Dataset excerpts:
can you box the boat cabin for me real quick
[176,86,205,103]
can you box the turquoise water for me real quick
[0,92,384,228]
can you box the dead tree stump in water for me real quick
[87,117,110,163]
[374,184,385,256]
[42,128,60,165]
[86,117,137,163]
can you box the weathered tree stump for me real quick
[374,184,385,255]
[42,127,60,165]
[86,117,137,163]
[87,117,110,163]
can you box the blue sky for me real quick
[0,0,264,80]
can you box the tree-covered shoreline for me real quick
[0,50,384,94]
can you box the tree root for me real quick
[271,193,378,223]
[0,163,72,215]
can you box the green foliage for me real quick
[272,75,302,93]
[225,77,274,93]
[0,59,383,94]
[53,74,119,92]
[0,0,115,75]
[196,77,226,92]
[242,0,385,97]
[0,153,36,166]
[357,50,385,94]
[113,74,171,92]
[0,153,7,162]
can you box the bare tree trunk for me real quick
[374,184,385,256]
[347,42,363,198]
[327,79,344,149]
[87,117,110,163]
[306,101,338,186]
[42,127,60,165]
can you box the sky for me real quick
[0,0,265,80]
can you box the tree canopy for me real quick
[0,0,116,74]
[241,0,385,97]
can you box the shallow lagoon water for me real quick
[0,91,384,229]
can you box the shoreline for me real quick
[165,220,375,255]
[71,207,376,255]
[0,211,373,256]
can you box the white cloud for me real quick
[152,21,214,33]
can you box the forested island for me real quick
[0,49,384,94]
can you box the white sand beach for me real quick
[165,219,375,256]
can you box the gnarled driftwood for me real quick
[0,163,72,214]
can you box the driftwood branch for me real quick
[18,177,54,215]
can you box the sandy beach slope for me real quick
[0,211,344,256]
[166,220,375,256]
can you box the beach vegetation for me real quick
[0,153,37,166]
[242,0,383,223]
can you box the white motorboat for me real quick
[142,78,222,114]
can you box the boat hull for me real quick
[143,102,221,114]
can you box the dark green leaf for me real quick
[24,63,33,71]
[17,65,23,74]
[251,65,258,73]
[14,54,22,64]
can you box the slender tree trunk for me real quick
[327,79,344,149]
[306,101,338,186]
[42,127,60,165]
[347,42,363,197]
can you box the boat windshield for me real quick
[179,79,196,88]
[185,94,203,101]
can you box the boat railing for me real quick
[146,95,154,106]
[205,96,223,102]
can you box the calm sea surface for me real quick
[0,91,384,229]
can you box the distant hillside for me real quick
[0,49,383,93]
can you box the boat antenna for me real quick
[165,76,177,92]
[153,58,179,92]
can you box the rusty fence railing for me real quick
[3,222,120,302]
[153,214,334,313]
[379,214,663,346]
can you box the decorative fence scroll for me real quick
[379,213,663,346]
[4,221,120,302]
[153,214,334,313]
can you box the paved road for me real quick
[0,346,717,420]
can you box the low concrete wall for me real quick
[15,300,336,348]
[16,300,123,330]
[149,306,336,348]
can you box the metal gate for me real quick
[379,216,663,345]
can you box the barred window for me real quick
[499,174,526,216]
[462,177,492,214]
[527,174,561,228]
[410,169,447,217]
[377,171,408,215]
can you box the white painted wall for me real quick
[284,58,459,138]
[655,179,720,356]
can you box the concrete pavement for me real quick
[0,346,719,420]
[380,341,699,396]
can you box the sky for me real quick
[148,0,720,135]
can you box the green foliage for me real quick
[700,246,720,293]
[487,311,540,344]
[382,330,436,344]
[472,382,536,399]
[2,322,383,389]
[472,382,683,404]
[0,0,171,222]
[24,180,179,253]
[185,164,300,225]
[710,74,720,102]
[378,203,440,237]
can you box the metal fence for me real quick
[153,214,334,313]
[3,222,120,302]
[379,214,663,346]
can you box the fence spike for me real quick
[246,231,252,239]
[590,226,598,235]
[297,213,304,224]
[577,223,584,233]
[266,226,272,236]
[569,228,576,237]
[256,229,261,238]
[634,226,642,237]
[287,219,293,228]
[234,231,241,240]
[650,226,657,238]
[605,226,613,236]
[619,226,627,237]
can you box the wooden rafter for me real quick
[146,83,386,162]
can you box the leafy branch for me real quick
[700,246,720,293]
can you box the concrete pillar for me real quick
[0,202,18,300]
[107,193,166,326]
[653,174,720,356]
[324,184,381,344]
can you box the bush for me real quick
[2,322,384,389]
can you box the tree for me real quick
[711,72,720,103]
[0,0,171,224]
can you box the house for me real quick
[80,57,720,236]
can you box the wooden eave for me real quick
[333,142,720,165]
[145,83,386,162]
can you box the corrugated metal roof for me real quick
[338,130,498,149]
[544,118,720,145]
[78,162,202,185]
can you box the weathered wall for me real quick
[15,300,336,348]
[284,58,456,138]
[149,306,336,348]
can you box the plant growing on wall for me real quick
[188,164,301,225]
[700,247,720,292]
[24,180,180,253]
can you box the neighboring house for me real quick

Task item: Exactly reproduce the lines beginning with the one that contains "can you box the weathered wall" and ending with the last line of the material, both included. Leave out everything else.

Exercise result:
can you box the weathered wall for me real quick
[15,300,336,348]
[284,58,456,138]
[149,306,336,348]
can you box the plant growing on wall for me real quick
[188,164,301,225]
[700,247,720,292]
[24,180,180,253]
can you box the neighboring house for me real quick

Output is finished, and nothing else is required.